Only the lines from the one containing "mark the car tire -- a dot per instance" through the last line below should be written out, exactly and with both ends kept.

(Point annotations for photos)
⁂
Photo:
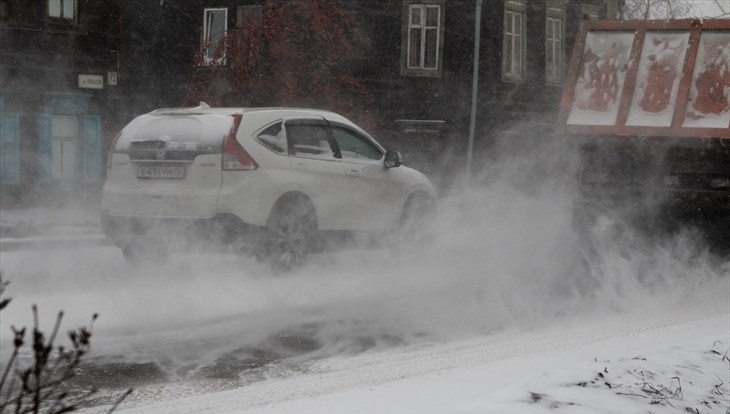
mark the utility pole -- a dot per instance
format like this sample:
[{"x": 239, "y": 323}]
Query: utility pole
[{"x": 474, "y": 89}]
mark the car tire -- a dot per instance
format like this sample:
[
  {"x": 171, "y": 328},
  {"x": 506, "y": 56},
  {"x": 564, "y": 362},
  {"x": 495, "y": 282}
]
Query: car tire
[
  {"x": 145, "y": 251},
  {"x": 418, "y": 214},
  {"x": 290, "y": 231}
]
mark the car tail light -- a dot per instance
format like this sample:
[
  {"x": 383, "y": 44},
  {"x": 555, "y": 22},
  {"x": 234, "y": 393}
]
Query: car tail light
[
  {"x": 234, "y": 156},
  {"x": 111, "y": 150}
]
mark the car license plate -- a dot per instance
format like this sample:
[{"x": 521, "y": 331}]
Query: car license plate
[{"x": 161, "y": 171}]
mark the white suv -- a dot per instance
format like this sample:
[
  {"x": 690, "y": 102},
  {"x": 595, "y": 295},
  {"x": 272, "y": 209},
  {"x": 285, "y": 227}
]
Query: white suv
[{"x": 278, "y": 183}]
⁂
## Response to this task
mark the car tire -- a dot per instance
format like this sample:
[
  {"x": 171, "y": 328},
  {"x": 506, "y": 56},
  {"x": 564, "y": 362},
  {"x": 495, "y": 282}
]
Query: car tire
[
  {"x": 145, "y": 251},
  {"x": 418, "y": 214},
  {"x": 290, "y": 231}
]
mark the car tail light -- a dot per instance
format like this sample:
[
  {"x": 383, "y": 44},
  {"x": 555, "y": 22},
  {"x": 234, "y": 393}
]
Query: car tail light
[
  {"x": 234, "y": 156},
  {"x": 111, "y": 150}
]
mark the car license plate -- a dot per instance
format like this sample:
[{"x": 521, "y": 331}]
Query: car license plate
[{"x": 161, "y": 171}]
mark the white suv -- a dot per instance
format like this sample:
[
  {"x": 690, "y": 102},
  {"x": 595, "y": 295},
  {"x": 272, "y": 209},
  {"x": 285, "y": 227}
]
Query: white suv
[{"x": 278, "y": 183}]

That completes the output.